**TEXT EXCERPT**.
━━━━━━━━━━
Marine snow is organic debris and fecal pellets that clump together to form millimeter-long flakes as they fall through the water column.
Photo Credit: ©Woods Hole Oceanographic Institution
Scientific Frontline: Extended "At a Glance" Summary: Marine Snow and the Biological Carbon Pump
The Core Concept: Marine snow is the continuous drift of organic debris—such as dead plankton and fecal pellets—from the ocean's surface down to the deep sea, serving as a primary mechanism for long-term carbon sequestration.
Key Distinction/Mechanism: Rather than sinking passively via gravity, these particles host microbial hitchhikers that actively dissolve calcium carbonate, the mineral acting as the particles' ballast. This localized chemical reshaping makes the particles lighter, causing them to break down at shallower depths and ultimately slowing the efficiency of the ocean's carbon sink.
Origin/History: The discovery of this microbial influence was published on March 11, 2026, in the Proceedings of the National Academy of Sciences by researchers from the Woods Hole Oceanographic Institution (WHOI), MIT, and Rutgers University. It solves a decades-old puzzle regarding why calcium carbonate dissolves in relatively shallow waters despite seemingly stable chemical conditions.
Major Frameworks/Components:
- Biological Carbon Pump: The natural oceanic system that transfers carbon from atmospheric absorption at the surface into deep-sea storage.
- Calcium Carbonate Ballasting: The physical mechanism by which heavy minerals add weight to organic fragments, propelling them toward the ocean floor.
- Microbial Microenvironments: The localized chemical alterations driven by bacteria living directly on sinking particles, which override broader oceanic chemical conditions.
Branch of Science: Marine Geochemistry, Oceanography, and Marine Microbiology.
Future Application: These findings will be utilized to refine climate models, allowing scientists to more accurately predict how the ocean's carbon and alkalinity cycles will respond to ongoing and future environmental changes.
Why It Matters: Marine snow transports billions of tons of carbon to the deep ocean annually. Understanding the precise biological and chemical interactions that dictate its sinking behavior is crucial for evaluating the ocean's overall capacity to store carbon and regulate the global climate.
━━━━━━━━━━
**Items excerpted from a collection**.
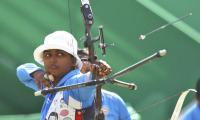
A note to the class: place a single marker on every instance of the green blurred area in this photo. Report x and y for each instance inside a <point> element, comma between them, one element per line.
<point>24,24</point>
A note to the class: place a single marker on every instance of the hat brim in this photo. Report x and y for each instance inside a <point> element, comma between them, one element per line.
<point>40,49</point>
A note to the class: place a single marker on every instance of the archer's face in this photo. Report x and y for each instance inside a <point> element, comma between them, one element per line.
<point>58,62</point>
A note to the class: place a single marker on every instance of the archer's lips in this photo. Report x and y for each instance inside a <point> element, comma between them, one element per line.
<point>53,67</point>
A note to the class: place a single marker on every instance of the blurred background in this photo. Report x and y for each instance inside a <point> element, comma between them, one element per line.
<point>25,23</point>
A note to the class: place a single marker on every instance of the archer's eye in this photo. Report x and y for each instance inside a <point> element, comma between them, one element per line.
<point>60,54</point>
<point>46,55</point>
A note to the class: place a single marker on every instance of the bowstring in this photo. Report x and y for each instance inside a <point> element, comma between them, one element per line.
<point>69,16</point>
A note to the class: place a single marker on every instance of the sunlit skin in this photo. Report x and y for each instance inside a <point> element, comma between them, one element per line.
<point>58,63</point>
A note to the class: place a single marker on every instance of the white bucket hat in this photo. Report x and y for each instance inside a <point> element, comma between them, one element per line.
<point>61,40</point>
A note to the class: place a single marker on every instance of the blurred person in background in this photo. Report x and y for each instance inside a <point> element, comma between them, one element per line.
━━━━━━━━━━
**WHAT TO WORK ON**.
a) Answer these from the marine snow summary.
(i) Which mineral do the microbes on the particles dissolve?
(ii) Researchers from which institutions published the discovery?
(iii) Which branches of science does the summary list?
b) Pick up the marine snow summary after its last sentence and continue writing it.

**SET OF ANSWERS**.
a)
(i) Calcium carbonate.
(ii) The Woods Hole Oceanographic Institution (WHOI), MIT, and Rutgers University.
(iii) Marine Geochemistry, Oceanography, and Marine Microbiology.

b)
In some parts of the deep ocean, it can look like it’s snowing. This “marine snow” is the constant fall of organic debris, including dead plankton, fecal pellets, and other particles, that drifts down from the ocean’s surface. As these particles sink, they carry carbon with them, helping the ocean store carbon away from the atmosphere for centuries.
Now, a new study published this week in Proceedings of the National Academy of Sciences shows that tiny microbial hitchhikers can impact just how far that snow sinks.
A team of researchers from Woods Hole Oceanographic Institution (WHOI), the Massachusetts Institute of Technology (MIT), and Rutgers University found that bacteria living on marine snow particles can dissolve calcium carbonate, which is a mineral that helps particles sink deeper into the ocean. Less calcium carbonate means less ballast – or weight- to help marine snow reach the bottom. The discovery helps explain a longstanding puzzle: why calcium carbonate dissolves in relatively shallow ocean waters, despite chemical conditions that should keep it intact.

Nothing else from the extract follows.